PROBLEM DETAILS: Carry on the piece below about Morgan, the English major who became an attorney, picking up after its last sentence and leaving the data that follows it aside.

TEXT:

+++

While her classmates were struggling to adapt to the complex and often counterintuitive new writing styles, Morgan was quickly finding her stride, “and would not have succeeded without [her] English background.”
But Morgan’s writing skills weren’t the only thing she learned from being an English major at the College. She felt that the major opened up her eyes to social issues around the world – especially through Dr. Simon Lewis’s African Women Writers class. As a senior, Morgan chose to write a bachelor’s essay on madness in Black female literature. The ideas that she was exposed to through the English major inspired change in how she saw the world – and not in a corny way, in a real and honest way that pushed her to explore many passions.
In his book, “You Can Do Anything,” George Anders calls these skills the “rapport sector” – the ability to explore all options, and to make “wise decisions amid the ambiguity and murky information that machines can’t stand.” These are the X Factor skills that set English majors apart; the “pioneering spirit” that fits so well into the American Dream.
Because CofC’s English major is so fluid, Morgan felt that “you’re not pigeon-holed into one particular career path or a few – there are so many possibilities.” Morgan has tons of hobbies: painting, reading fantasy literature, and most importantly, keeping a work life balance.
As an attorney, certain jobs and firms expect that you devote your life to the work. Especially in certain corporate or “big law” positions, it’s out of the question to have a life of your own. Morgan says that keeping a work life balance is her “#1 priority” in the job search, and that after taking on a few jobs where it was impossible to keep the balance, she has “gone out and found positions” that have the right understanding.

+++

EXCERPTED DATA:
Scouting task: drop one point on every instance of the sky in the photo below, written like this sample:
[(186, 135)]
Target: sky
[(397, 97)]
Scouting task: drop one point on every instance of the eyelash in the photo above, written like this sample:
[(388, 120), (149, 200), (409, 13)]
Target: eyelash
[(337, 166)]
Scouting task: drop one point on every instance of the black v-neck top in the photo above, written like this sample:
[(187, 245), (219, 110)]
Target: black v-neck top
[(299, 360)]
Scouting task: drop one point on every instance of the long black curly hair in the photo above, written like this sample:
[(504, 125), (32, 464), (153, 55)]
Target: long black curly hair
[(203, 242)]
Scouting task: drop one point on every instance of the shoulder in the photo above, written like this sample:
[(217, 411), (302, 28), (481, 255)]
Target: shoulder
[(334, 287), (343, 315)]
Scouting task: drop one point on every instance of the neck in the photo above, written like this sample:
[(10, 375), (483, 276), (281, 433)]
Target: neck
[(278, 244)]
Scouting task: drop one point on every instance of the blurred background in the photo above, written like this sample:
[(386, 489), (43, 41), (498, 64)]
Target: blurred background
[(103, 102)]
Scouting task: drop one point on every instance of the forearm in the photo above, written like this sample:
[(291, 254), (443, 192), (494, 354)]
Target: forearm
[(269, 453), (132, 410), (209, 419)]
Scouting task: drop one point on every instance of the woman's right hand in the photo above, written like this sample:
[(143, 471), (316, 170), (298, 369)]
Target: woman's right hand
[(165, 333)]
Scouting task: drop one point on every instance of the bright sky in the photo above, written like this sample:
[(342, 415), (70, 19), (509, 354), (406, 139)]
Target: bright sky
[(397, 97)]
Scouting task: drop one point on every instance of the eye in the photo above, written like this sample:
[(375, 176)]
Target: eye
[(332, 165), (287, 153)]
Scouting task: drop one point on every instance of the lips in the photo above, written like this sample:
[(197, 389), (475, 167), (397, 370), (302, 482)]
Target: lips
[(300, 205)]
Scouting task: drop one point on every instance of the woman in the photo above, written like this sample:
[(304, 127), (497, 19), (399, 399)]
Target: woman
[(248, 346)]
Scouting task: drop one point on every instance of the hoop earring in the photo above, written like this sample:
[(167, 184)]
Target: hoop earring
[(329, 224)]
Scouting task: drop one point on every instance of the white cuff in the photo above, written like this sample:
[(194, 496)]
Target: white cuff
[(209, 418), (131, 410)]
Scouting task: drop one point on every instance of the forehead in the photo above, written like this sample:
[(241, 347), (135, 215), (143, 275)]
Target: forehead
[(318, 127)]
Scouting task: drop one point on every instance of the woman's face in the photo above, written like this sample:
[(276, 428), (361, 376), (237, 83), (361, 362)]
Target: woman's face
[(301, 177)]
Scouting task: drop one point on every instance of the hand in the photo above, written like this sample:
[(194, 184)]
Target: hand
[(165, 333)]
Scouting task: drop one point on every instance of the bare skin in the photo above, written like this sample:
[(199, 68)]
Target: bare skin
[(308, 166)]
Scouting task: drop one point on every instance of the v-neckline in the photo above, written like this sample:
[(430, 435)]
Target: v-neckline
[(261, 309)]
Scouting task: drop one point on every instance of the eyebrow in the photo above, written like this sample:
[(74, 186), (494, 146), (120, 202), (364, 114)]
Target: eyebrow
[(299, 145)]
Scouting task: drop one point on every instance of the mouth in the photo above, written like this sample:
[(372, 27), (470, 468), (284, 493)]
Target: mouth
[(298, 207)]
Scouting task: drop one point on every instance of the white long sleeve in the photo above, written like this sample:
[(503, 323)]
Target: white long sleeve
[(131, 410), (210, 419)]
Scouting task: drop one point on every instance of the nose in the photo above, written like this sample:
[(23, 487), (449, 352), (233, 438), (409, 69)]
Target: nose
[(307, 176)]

+++

RESULT FOR THIS TASK:
But it didn’t all work out easily. Morgan had to work extremely hard in law school to get her place as fourth in her class. Then, her law school dissolved – meaning that her foundation, connections, alumni web, and more – was effectively gone. She still has a network of classmates, peers, and business partners, but it has made things harder, especially when some people have never heard of her school. Further, she wishes that she had pursued a tax LLM, which is a master of laws that specializes in a certain niche.
Things have worked out well, though. Today, Morgan works for Blanco Tackabery in the Trust and Estates practice group, living in Mt. Pleasant. She is also well versed in real estate, corporate counseling, and business formation. Her work deals with clients going through intense situations, often coping with grief in their own ways.
Morgan wanted to give a piece of advice to current English students: focus on finding fulfillment in your professional life, because it will bleed over to your personal life.